Reproduce the records below word for word, from the line containing "like x=188, y=187." down to the line containing "x=171, y=131", including both of those lines and nothing else.

- [PROVIDED RECORDS]
┄┄┄┄┄┄
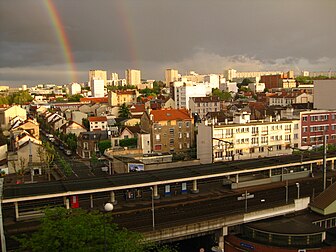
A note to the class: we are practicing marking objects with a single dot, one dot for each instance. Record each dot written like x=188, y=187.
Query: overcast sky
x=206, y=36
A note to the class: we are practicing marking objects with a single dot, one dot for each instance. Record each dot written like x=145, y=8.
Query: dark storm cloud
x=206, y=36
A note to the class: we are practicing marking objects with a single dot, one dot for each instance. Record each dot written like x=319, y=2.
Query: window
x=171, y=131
┄┄┄┄┄┄
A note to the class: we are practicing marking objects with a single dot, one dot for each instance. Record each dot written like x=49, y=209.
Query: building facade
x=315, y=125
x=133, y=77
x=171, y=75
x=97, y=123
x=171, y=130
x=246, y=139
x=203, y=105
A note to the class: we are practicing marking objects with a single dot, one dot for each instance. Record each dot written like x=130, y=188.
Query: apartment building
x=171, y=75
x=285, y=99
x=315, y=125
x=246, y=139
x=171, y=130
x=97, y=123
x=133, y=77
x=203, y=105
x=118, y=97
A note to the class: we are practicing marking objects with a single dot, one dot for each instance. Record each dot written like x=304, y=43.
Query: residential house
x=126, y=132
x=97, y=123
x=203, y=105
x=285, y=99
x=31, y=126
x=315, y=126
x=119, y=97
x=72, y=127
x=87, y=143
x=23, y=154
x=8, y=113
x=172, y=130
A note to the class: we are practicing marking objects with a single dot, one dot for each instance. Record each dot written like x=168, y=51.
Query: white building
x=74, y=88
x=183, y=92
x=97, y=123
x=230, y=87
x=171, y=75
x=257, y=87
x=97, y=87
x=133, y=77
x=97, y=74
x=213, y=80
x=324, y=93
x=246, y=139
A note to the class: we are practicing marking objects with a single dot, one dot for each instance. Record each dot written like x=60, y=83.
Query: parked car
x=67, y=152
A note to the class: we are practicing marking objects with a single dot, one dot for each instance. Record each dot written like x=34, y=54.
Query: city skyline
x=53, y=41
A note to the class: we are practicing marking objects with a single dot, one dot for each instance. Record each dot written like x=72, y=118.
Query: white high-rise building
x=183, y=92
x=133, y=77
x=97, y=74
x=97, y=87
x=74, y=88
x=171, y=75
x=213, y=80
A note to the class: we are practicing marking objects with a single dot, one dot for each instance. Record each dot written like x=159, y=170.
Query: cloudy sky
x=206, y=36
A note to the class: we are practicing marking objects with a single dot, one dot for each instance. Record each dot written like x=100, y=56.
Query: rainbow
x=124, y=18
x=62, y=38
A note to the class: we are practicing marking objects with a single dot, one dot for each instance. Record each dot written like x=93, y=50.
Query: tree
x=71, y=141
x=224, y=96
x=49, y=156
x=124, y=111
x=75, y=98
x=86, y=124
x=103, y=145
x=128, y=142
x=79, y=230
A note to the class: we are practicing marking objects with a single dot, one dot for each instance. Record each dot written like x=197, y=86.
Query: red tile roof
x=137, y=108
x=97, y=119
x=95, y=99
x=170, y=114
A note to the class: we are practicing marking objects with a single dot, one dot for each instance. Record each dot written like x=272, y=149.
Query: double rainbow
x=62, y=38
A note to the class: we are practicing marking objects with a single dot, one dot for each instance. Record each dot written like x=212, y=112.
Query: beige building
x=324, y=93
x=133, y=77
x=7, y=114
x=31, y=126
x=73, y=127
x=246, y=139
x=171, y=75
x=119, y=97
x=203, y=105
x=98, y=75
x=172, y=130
┄┄┄┄┄┄
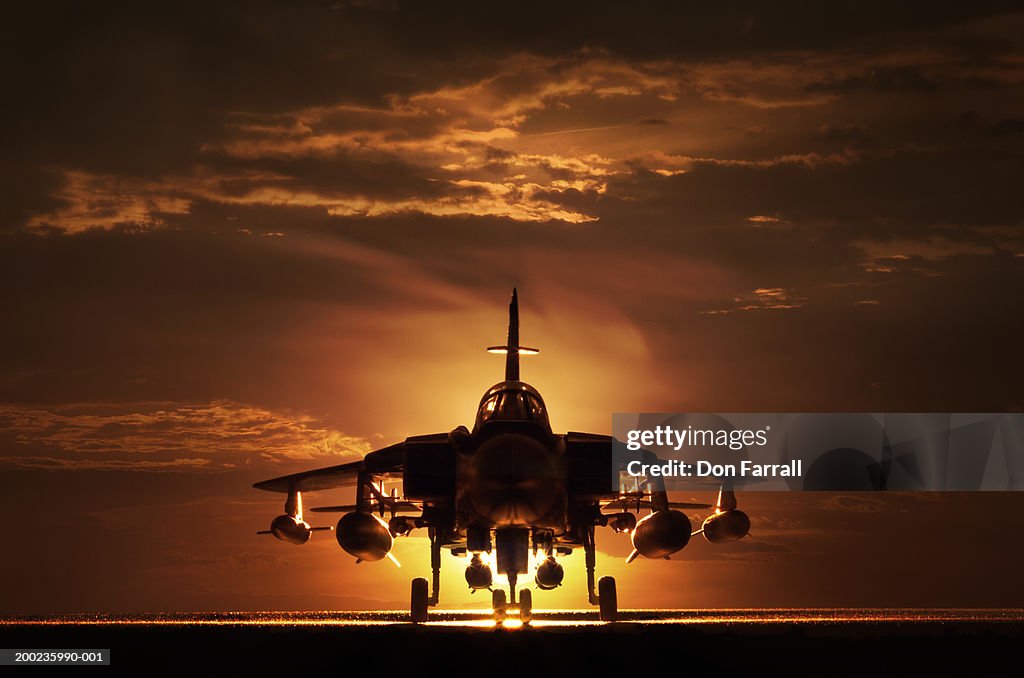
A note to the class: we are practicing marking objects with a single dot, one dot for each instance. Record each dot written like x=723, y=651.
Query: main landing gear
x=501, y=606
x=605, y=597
┄┄┄┄┄┄
- [OUTPUT OF THE EXERCISE]
A note to the class: we are practicing marking objects with a single dot, one dot for each instance. Record each dot written like x=188, y=187.
Query: overcast sky
x=206, y=36
A note to the class: we are practicing marking objects with a single dot, one dot for each instance. Record each dot written like x=145, y=8.
Query: dark storm cloud
x=206, y=36
A note to the class: we are practicing marking objects with a single dot, one dot for each instance. Record each dot written like x=319, y=2.
Query: window
x=171, y=131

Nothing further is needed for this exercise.